(DOCUMENT SOURCE):
★ ★ ★ ★ ★

Faire son stage dans une coopérative d’énergie citoyenne ? Lilia nous raconte son expérience

Portrait de Lilia Ben Mariem

Tout juste diplômée d’école d’ingénieur, Lilia Ben Mariem a fait le choix de rejoindre une coopérative de production d‘énergie renouvelable citoyenne pour son stage de fin d’étude. Elle nous raconte son expérience et ses futurs projets après 6 mois d’immersion.

Salut Lilia, quel est ton parcours ? 

Après deux ans de prépa, je suis rentrée en école de commerce à Paris mais ça ne m’a pas plu du tout. J’ai alors passé un concours passerelle qui m’a permis de rentrer au Mines de Paris en 2021. Là bas, j’ai découvert les enjeux relatifs à la transition énergétique et ça m’a beaucoup intéressé. Des sujets comme la sobriété, l’électrification des usages et la décarbonation m’ont donné un peu d’espoir et l’envie d’approfondir. J’ai passé un trimestre au centre de mathématiques appliquées des Mines sur le campus de Sophia Antipolis où j’ai rédigé un rapport sur l’intérêt du power-to-gas en région PACA en utilisant le logiciel TIMES de modélisation. J’ai aussi eu l’occasion de découvrir les scénarios de modélisation prospective de RTE, l’ADEME ou Negawatt qui m’ont permis de prendre du recul et de découvrir les différentes stratégies de décarbonation possibles.

Tu as fait d’autres stages avant de rejoindre la coopérative Plaine Energie Citoyenne? 

J’avais fait deux stages :

  • Dans le développement de projets agrivoltaïques chez un développeur privé. J’ai beaucoup appris sur le développement de projet photovoltaïque mais aussi sur l’agriculture et cela m’a permis de travailler avec des acteur.ices que je n’aurais peut-être jamais eu l’occasion de rencontrer comme des agriculteurs ou des maires de petites communes. C’était toutefois parfois frustrant car les critères de rentabilité de l’entreprise incitent à ne développer que des “gros” projets de plus de 20 hectares sur des grandes cultures, alors que des plus petits projets peuvent être très bénéfiques pour certaines cultures.

★ ★ ★ ★ ★

(JEU DE DONNÉES):
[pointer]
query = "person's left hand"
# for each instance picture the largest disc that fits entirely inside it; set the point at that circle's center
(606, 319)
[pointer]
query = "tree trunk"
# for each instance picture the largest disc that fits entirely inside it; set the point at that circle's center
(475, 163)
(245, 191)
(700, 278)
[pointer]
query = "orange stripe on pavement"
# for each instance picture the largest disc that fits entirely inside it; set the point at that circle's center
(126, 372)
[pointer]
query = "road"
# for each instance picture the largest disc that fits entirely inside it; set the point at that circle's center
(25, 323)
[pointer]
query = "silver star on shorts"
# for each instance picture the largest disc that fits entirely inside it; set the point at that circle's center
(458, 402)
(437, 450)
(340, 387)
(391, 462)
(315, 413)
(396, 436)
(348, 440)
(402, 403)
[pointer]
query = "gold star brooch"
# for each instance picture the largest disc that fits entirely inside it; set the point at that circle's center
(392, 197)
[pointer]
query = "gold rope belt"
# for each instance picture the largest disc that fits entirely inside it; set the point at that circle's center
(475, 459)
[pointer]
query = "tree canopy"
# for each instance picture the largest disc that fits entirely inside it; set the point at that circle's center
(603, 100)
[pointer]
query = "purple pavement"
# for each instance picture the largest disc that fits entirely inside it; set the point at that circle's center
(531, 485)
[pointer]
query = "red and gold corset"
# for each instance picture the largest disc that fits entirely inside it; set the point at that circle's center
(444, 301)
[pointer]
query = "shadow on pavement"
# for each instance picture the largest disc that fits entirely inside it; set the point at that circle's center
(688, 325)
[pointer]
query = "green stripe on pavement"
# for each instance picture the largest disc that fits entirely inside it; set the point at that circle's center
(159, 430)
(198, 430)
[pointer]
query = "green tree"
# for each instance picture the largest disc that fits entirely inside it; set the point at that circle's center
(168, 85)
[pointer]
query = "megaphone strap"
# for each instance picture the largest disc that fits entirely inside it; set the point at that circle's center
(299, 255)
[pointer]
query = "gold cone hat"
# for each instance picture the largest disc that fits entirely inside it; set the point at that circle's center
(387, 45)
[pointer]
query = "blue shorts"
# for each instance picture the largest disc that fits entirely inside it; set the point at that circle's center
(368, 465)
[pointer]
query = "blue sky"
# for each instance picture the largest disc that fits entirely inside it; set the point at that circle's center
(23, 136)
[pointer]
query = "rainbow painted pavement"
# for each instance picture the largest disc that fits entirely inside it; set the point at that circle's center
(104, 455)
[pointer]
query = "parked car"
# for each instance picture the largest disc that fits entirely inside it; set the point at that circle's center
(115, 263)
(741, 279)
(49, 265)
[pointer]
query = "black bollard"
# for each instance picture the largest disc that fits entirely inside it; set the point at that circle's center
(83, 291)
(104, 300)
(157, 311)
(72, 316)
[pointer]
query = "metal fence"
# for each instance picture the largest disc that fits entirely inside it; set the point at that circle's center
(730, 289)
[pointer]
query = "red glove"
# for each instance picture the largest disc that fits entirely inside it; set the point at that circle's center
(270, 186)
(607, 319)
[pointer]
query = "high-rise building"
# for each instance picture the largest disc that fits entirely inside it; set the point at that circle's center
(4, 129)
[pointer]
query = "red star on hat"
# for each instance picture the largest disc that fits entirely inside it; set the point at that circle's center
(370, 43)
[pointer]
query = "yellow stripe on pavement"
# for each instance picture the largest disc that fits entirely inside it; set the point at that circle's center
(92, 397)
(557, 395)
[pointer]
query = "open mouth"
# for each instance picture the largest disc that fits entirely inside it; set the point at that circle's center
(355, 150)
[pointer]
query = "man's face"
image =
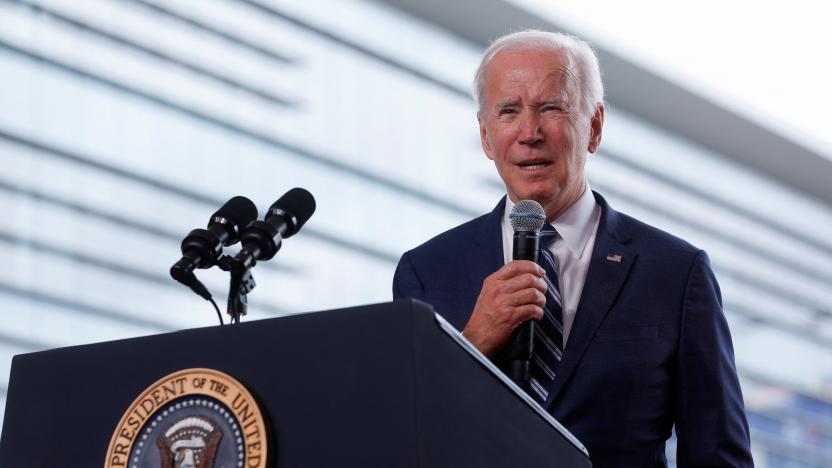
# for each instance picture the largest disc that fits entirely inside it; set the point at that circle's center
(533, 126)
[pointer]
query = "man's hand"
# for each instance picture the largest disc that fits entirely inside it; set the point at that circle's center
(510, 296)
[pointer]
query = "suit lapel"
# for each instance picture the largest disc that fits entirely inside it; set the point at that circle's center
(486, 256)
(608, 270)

★ ★ ★ ★ ★

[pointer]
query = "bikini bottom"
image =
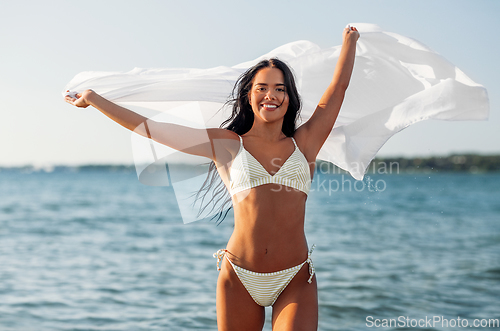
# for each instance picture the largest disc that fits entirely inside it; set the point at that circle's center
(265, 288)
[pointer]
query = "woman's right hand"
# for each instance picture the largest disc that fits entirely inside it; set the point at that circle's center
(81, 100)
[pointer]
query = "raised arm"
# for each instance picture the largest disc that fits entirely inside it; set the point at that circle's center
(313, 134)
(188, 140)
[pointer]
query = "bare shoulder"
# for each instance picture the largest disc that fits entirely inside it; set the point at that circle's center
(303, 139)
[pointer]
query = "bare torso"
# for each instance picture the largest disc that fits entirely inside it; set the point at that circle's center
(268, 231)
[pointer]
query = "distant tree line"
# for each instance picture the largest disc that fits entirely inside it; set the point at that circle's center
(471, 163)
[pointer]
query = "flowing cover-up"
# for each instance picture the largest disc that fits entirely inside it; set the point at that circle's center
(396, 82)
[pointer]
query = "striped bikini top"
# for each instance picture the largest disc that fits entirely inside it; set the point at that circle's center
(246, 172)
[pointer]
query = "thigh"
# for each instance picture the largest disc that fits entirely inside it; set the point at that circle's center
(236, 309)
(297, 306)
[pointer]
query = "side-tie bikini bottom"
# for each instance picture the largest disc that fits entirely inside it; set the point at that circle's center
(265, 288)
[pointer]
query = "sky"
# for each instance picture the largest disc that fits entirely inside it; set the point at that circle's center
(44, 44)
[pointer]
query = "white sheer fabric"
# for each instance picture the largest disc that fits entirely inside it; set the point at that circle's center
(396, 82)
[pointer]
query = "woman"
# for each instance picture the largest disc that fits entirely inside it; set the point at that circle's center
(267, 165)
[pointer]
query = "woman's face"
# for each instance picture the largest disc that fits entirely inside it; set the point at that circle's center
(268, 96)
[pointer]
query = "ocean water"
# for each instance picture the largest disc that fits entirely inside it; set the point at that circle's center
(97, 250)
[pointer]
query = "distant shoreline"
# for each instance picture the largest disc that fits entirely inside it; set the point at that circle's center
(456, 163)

★ ★ ★ ★ ★

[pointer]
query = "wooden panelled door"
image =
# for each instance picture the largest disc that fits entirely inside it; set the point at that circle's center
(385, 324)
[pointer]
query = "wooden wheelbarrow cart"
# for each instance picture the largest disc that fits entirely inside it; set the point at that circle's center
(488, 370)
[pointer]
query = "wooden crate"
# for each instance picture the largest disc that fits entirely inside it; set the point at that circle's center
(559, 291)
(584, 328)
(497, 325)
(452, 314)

★ ★ ★ ★ ★

(CONSIGNES):
**1)** D'après le document source, en quelle année Lilia Ben Mariem est-elle entrée aux Mines de Paris ?
**2)** Dressez la liste complète des organismes dont Lilia Ben Mariem a découvert les scénarios de modélisation prospective, selon le document source.

(RÉPONSES PAR TÂCHE):
**1)** En 2021.

**2)** RTE, l'ADEME et Negawatt.